[REQUIRED WORK]: Return the listing below character for character.

*** Block opens ***

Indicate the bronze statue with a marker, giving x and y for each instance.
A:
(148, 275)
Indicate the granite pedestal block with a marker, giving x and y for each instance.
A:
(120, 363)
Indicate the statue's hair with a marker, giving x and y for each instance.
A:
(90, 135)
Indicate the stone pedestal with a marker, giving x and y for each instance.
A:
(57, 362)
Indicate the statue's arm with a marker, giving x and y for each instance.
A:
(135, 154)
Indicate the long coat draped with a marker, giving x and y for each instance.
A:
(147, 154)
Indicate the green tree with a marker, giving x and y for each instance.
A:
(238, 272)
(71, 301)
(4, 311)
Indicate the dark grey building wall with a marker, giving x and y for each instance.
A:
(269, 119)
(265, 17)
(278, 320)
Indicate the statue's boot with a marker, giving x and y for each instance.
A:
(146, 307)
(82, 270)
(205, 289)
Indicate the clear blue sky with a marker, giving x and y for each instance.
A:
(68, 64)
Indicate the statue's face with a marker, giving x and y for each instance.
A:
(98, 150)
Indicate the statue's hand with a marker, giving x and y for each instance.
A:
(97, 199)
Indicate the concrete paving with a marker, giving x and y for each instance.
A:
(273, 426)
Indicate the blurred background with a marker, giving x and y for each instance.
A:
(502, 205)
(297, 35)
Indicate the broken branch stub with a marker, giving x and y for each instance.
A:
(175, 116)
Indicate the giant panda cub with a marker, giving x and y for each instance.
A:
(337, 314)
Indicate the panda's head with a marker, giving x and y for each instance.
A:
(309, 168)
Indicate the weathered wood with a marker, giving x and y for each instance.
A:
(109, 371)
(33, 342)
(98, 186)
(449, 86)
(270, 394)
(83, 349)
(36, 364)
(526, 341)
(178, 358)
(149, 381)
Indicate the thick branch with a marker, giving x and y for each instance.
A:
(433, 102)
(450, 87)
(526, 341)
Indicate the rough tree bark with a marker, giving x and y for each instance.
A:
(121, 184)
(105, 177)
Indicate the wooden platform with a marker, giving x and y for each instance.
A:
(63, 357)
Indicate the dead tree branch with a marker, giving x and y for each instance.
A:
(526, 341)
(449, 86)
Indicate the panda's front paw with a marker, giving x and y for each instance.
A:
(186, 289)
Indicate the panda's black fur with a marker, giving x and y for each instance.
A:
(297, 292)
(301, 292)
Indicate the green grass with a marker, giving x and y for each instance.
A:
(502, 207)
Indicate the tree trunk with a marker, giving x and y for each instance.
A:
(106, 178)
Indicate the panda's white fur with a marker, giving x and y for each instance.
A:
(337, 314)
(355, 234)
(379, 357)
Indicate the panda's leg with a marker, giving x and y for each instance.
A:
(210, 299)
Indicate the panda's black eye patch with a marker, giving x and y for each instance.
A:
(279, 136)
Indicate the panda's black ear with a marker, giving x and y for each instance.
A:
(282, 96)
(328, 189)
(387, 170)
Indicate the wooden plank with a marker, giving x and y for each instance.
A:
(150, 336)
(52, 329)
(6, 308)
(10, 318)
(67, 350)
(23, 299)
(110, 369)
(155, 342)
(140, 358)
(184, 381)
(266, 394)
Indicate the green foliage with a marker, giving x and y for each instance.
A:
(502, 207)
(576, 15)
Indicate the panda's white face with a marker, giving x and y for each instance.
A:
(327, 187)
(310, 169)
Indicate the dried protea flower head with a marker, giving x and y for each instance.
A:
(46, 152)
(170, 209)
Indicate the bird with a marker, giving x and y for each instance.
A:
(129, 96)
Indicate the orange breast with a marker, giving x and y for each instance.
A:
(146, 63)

*** Block closes ***

[EXPECTED ANSWER]:
Indicate the bronze statue with a marker, giving x and y for each instance.
A:
(148, 275)
Indicate the granite pedestal block with a marker, giving x and y for each instance.
A:
(120, 363)
Indicate the statue's hair with a marker, giving x and y for each instance.
A:
(90, 135)
Indicate the stone pedestal with a marker, giving x and y for each instance.
A:
(57, 362)
Indicate the statue's arm with a marker, giving x and y for each instance.
A:
(135, 154)
Indicate the long coat draped with a marker, giving x and y for each instance.
A:
(147, 154)
Indicate the green tree with a marker, giving x and y for each instance.
A:
(238, 272)
(71, 301)
(4, 311)
Indicate the dark grey building wall with a marker, giving x and y for each instance.
A:
(269, 119)
(265, 17)
(278, 320)
Indicate the statue's boot with a marker, giving x and y for each instance.
A:
(146, 307)
(82, 270)
(205, 289)
Indicate the clear blue sky with a marker, giving x and y for each instance.
A:
(68, 64)
Indicate the statue's face with a marker, giving x and y for each instance.
A:
(98, 150)
Indicate the statue's hand with a marker, giving x and y for each instance.
A:
(97, 199)
Indicate the concrete paving with a marker, giving x and y for each instance.
A:
(273, 426)
Indicate the blurred background with a marker, giving x and y for each instance.
A:
(502, 205)
(297, 35)
Indicate the broken branch stub with a marker, giving x and y for each instance.
A:
(175, 116)
Indicate the giant panda cub with a marker, giving x and y for each instance.
A:
(337, 314)
Indicate the panda's head with a marker, giving x and y for each instance.
A:
(309, 168)
Indicate the weathered wood with a marker, giving x and y for each instance.
A:
(109, 371)
(33, 342)
(98, 186)
(449, 86)
(270, 394)
(83, 349)
(36, 364)
(526, 341)
(178, 358)
(149, 381)
Indicate the thick branch with a marker, giving x and y for each instance.
A:
(433, 102)
(450, 87)
(526, 341)
Indicate the rough tree bark with a marker, giving x and y for each instance.
A:
(121, 184)
(105, 177)
Indicate the wooden platform with a marker, giving x and y for each instance.
A:
(63, 357)
Indicate the dead tree branch with a marker, giving x and y for each instance.
A:
(526, 341)
(449, 86)
Indicate the panda's front paw with a marker, giving x and y for each instance.
A:
(186, 289)
Indicate the panda's black fur with a marker, giving x and y for each instance.
A:
(297, 292)
(301, 292)
Indicate the green grass with a marker, giving x and y for each instance.
A:
(502, 207)
Indicate the tree trunk with a marker, giving x and y for each instance.
A:
(106, 178)
Indicate the panda's white fur with a marker, giving x and y for each instance.
A:
(337, 314)
(355, 234)
(379, 357)
Indicate the panda's leg with a marker, giving x and y for each instance.
A:
(210, 299)
Indicate the panda's black eye patch with a marker, giving x and y for each instance.
A:
(279, 136)
Indicate the panda's black ear with a marker, giving x and y for each instance.
A:
(282, 96)
(328, 189)
(387, 170)
Indicate the wooden plank with a marker, giving x and y for each instance.
A:
(150, 336)
(52, 329)
(6, 308)
(10, 318)
(67, 350)
(23, 299)
(110, 369)
(155, 342)
(140, 358)
(184, 381)
(266, 394)
Indicate the green foliage with a marker, giving x and y for each instance.
A:
(502, 207)
(576, 15)
Indicate the panda's white face with a marker, giving x and y for each instance.
A:
(327, 187)
(310, 169)
Indicate the dried protea flower head with a marker, giving x and y for each instance.
A:
(46, 152)
(170, 209)
Indicate the bird with a marker, giving x and y for each instance.
A:
(129, 96)
Indicate the orange breast with a marker, giving x and y for each instance.
A:
(146, 63)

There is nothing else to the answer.